Required action >>
All of the entries are to be repeated exactly, with no pictures included.

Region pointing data
════════════════
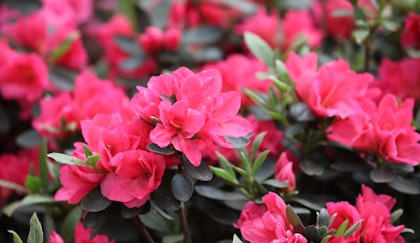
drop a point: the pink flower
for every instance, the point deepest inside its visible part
(55, 110)
(335, 90)
(284, 172)
(299, 23)
(400, 78)
(375, 210)
(410, 36)
(193, 112)
(267, 223)
(262, 24)
(137, 174)
(23, 77)
(235, 79)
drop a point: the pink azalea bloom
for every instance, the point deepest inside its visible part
(238, 79)
(137, 174)
(267, 223)
(55, 110)
(400, 78)
(375, 210)
(335, 90)
(284, 172)
(410, 36)
(23, 77)
(299, 22)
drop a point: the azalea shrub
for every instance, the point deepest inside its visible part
(210, 121)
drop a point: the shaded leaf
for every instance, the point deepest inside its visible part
(94, 201)
(382, 174)
(202, 35)
(259, 48)
(66, 159)
(182, 187)
(158, 150)
(217, 194)
(405, 185)
(35, 231)
(29, 139)
(16, 237)
(202, 172)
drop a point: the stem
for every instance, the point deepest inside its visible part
(143, 231)
(185, 229)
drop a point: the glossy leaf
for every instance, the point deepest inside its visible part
(94, 201)
(182, 187)
(259, 48)
(35, 231)
(66, 159)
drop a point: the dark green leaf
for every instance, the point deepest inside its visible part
(352, 228)
(43, 167)
(301, 112)
(396, 215)
(202, 35)
(259, 48)
(64, 46)
(276, 183)
(259, 161)
(342, 228)
(294, 219)
(29, 139)
(360, 35)
(94, 201)
(128, 45)
(158, 150)
(240, 142)
(129, 213)
(217, 194)
(69, 223)
(382, 174)
(16, 237)
(13, 186)
(182, 187)
(311, 168)
(35, 231)
(405, 185)
(66, 159)
(132, 63)
(202, 172)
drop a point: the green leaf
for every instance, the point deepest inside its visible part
(13, 186)
(94, 201)
(342, 228)
(353, 228)
(35, 230)
(16, 237)
(158, 150)
(64, 46)
(182, 187)
(294, 219)
(396, 215)
(66, 159)
(239, 142)
(202, 172)
(259, 48)
(275, 183)
(223, 174)
(360, 35)
(93, 159)
(259, 161)
(69, 223)
(43, 167)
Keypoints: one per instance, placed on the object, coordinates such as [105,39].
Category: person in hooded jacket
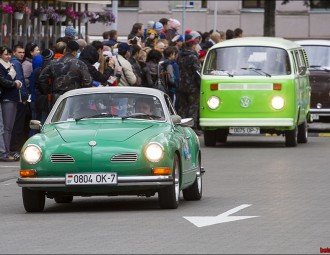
[90,56]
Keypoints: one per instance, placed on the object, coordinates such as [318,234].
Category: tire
[222,135]
[168,197]
[210,137]
[194,192]
[302,132]
[291,138]
[33,200]
[63,199]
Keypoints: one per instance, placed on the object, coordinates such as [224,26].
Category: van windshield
[247,60]
[318,55]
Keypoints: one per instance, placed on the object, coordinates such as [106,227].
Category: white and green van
[255,85]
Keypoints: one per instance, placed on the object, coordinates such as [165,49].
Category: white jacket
[128,77]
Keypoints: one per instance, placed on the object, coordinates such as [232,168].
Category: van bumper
[248,122]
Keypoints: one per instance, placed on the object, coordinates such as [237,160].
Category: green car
[111,141]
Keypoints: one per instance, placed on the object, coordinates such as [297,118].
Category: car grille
[125,157]
[61,158]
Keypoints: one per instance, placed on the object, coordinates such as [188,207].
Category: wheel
[222,135]
[33,200]
[168,197]
[302,132]
[194,192]
[63,199]
[291,138]
[210,138]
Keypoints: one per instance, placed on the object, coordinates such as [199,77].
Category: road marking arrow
[203,221]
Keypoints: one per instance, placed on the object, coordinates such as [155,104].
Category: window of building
[192,4]
[253,3]
[319,4]
[126,3]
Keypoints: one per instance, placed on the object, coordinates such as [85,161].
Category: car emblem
[92,143]
[245,102]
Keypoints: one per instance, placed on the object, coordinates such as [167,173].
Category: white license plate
[315,117]
[91,179]
[244,130]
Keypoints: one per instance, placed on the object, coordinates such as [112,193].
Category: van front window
[247,60]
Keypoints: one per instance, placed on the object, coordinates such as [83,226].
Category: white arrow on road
[203,221]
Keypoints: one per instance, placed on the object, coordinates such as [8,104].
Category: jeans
[9,109]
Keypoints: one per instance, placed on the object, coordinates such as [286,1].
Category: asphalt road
[286,188]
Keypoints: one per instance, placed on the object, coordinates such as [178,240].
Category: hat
[70,32]
[47,54]
[188,39]
[107,53]
[201,53]
[150,24]
[123,48]
[73,45]
[180,39]
[174,23]
[194,34]
[158,26]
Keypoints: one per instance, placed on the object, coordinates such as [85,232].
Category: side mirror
[176,119]
[35,124]
[302,70]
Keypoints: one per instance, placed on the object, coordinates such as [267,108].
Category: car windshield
[109,105]
[247,60]
[318,55]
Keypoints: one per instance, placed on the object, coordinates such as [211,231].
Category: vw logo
[245,102]
[92,143]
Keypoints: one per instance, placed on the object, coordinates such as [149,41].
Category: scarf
[9,67]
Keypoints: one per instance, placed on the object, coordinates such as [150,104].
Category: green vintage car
[111,141]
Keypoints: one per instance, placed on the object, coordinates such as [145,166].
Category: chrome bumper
[38,182]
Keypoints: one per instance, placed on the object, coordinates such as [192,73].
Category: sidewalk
[9,171]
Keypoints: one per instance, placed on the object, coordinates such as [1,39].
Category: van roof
[258,41]
[314,42]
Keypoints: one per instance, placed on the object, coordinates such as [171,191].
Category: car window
[247,60]
[108,105]
[318,55]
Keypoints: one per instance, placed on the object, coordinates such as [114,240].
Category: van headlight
[213,102]
[32,154]
[278,102]
[154,152]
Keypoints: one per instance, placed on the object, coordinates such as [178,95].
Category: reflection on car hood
[117,132]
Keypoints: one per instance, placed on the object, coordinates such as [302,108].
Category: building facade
[293,20]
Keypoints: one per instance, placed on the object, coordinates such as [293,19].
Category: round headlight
[154,152]
[32,154]
[213,102]
[277,102]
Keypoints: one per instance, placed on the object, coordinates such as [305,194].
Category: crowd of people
[155,55]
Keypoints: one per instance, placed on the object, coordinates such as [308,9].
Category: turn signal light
[28,173]
[277,86]
[161,170]
[214,87]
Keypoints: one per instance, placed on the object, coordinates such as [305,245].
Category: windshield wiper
[257,70]
[320,67]
[96,116]
[136,115]
[217,72]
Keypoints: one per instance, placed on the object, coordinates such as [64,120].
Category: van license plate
[244,130]
[91,179]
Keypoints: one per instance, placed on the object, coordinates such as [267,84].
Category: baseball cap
[70,32]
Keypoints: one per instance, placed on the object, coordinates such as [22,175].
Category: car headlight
[278,102]
[32,154]
[213,102]
[154,152]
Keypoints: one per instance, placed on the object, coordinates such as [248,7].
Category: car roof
[276,42]
[314,42]
[116,89]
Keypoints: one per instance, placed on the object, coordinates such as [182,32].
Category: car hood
[86,131]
════════════════
Answer to this exercise >>
drop a point: the pink flower
for every instance, the point deepest inside its visible part
(55, 110)
(335, 90)
(284, 172)
(299, 23)
(400, 78)
(375, 210)
(410, 36)
(193, 112)
(267, 223)
(262, 24)
(137, 174)
(23, 77)
(235, 79)
drop a point: the pink azalea bloom
for every instance, the point deepest inside its visible part
(238, 79)
(137, 174)
(267, 223)
(55, 110)
(400, 78)
(375, 210)
(335, 90)
(284, 172)
(410, 36)
(23, 77)
(299, 22)
drop a point: the azalea shrub
for every instance, the point deepest inside its visible part
(210, 121)
drop a point: the shaded leaf
for every instance, the point deepest inside its visible part
(94, 201)
(382, 174)
(202, 35)
(259, 48)
(66, 159)
(182, 187)
(158, 150)
(217, 194)
(405, 185)
(35, 231)
(29, 139)
(16, 237)
(202, 172)
drop a point: the stem
for every instance, the point deepest inside its visible part
(143, 231)
(185, 229)
drop a point: the glossy leaf
for every instance, the point deepest inside its visible part
(94, 201)
(182, 187)
(259, 48)
(35, 231)
(66, 159)
drop a point: the dark green leaf
for every instance, the point deepest inside its visible part
(352, 228)
(43, 167)
(301, 112)
(396, 215)
(202, 35)
(259, 48)
(64, 46)
(276, 183)
(259, 161)
(342, 228)
(294, 219)
(29, 139)
(360, 35)
(94, 201)
(128, 45)
(158, 150)
(240, 142)
(129, 213)
(217, 194)
(69, 223)
(382, 174)
(16, 237)
(13, 186)
(182, 187)
(311, 168)
(35, 231)
(405, 185)
(66, 159)
(132, 63)
(202, 172)
drop a point: the green leaf
for every instance, the point deepest inside its visible part
(13, 186)
(94, 201)
(342, 228)
(353, 228)
(35, 230)
(16, 237)
(158, 150)
(64, 46)
(182, 187)
(294, 219)
(396, 215)
(66, 159)
(239, 142)
(202, 172)
(259, 48)
(275, 183)
(223, 174)
(360, 35)
(93, 159)
(259, 161)
(69, 223)
(43, 167)
Keypoints: one per instance, placed on the object, coordinates such as [105,39].
Category: person in hooded jacket
[90,56]
Keypoints: one per instance, placed on the object, coordinates such as [318,234].
Category: tire
[222,135]
[168,197]
[210,137]
[194,192]
[302,132]
[291,138]
[33,200]
[63,199]
Keypoints: one per instance, placed on the object, coordinates such as [224,26].
Category: van windshield
[247,60]
[318,55]
Keypoints: one per instance, placed on the object, coordinates such as [106,227].
Category: white and green van
[255,85]
Keypoints: one per instance, placed on the object, coordinates such as [165,49].
Category: white jacket
[128,77]
Keypoints: one per instance, placed on the object, coordinates such as [232,168].
Category: van bumper
[248,122]
Keypoints: one per instance, placed on the object, coordinates such as [237,160].
Category: green car
[111,141]
Keypoints: one per instance, placed on the object, coordinates such as [297,118].
Category: car grille
[125,157]
[61,158]
Keypoints: one per instance, placed on the object, coordinates such as [188,207].
Category: wheel
[222,135]
[33,200]
[168,197]
[302,132]
[194,192]
[63,199]
[291,138]
[210,138]
Keypoints: one per instance, placed on the object, coordinates such as [199,77].
Category: road marking arrow
[203,221]
Keypoints: one per instance, placed on the object, coordinates such as [155,104].
Category: window of building
[192,4]
[253,3]
[319,4]
[126,3]
Keypoints: one per instance, placed on the object, coordinates such as [85,161].
Category: car emblem
[92,143]
[245,102]
Keypoints: one per instance, placed on the object, coordinates such as [167,173].
Category: white license plate
[315,117]
[91,179]
[244,130]
Keypoints: one per instance, placed on the object, coordinates such as [112,193].
Category: van front window
[247,60]
Keypoints: one per instance, placed on the object, coordinates such as [83,226].
Category: white arrow on road
[203,221]
Keypoints: one per instance, placed on the object, coordinates such as [8,104].
Category: jeans
[9,109]
Keypoints: one per instance, placed on the object, coordinates such as [286,1].
Category: asphalt road
[286,188]
Keypoints: one per instance, placed on the object, coordinates such as [178,240].
Category: hat
[70,32]
[47,54]
[188,39]
[107,53]
[201,53]
[150,24]
[123,48]
[73,45]
[180,39]
[174,23]
[194,34]
[158,26]
Keypoints: one per instance, placed on the object, coordinates such as [85,232].
Category: side mirror
[176,119]
[35,124]
[302,70]
Keypoints: one per instance, placed on the object, coordinates such as [267,108].
Category: car windshield
[109,105]
[247,60]
[318,55]
Keypoints: one per instance, placed on the object, coordinates such as [211,231].
Category: vw logo
[245,102]
[92,143]
Keypoints: one per instance, placed on the object, coordinates such as [149,41].
Category: scarf
[9,67]
Keypoints: one per instance, placed on the object, coordinates such as [150,104].
Category: green vintage car
[111,141]
Keypoints: one per instance, placed on the object, coordinates such as [145,166].
Category: chrome bumper
[38,182]
Keypoints: one per instance, placed on the object, coordinates such as [192,73].
Category: sidewalk
[9,171]
Keypoints: one per instance, placed on the object, coordinates such as [1,39].
Category: van roof
[258,41]
[314,42]
Keypoints: one per instance, placed on the object, coordinates such as [171,191].
Category: car window
[247,60]
[108,105]
[318,55]
Keypoints: one per instance, placed on the object, coordinates such as [114,240].
Category: van headlight
[213,102]
[32,154]
[278,102]
[154,152]
Keypoints: one per instance, placed on the object, coordinates such as [178,95].
Category: reflection on car hood
[117,132]
Keypoints: one per instance, placed on the object, coordinates such as [302,108].
Category: building facade
[293,20]
Keypoints: one per instance, placed on the object, coordinates such as [293,19].
Category: round headlight
[154,152]
[32,154]
[213,102]
[277,102]
Keypoints: one per instance, placed on the object, coordinates such as [305,194].
Category: crowd of people
[155,55]
Keypoints: one per instance, placed on the object, coordinates such as [308,9].
Category: turn signal light
[28,173]
[277,86]
[161,170]
[214,87]
Keypoints: one per instance, placed on the object, coordinates such as [305,245].
Category: windshield wiper
[257,70]
[320,67]
[96,116]
[136,115]
[217,72]
Keypoints: one per instance, placed on the object, coordinates such as [64,120].
Category: van license plate
[244,130]
[91,179]
Keypoints: one per instance, placed on the object, coordinates such as [267,84].
Category: baseball cap
[70,32]
Keypoints: one per instance, placed on the object, coordinates such as [22,175].
Category: car headlight
[278,102]
[32,154]
[213,102]
[154,152]
Keypoints: one per instance, placed on the object, coordinates such as [248,7].
Category: car roof
[276,42]
[314,42]
[116,89]
Keypoints: one per instance, placed on the object, coordinates such as [182,32].
Category: car hood
[86,131]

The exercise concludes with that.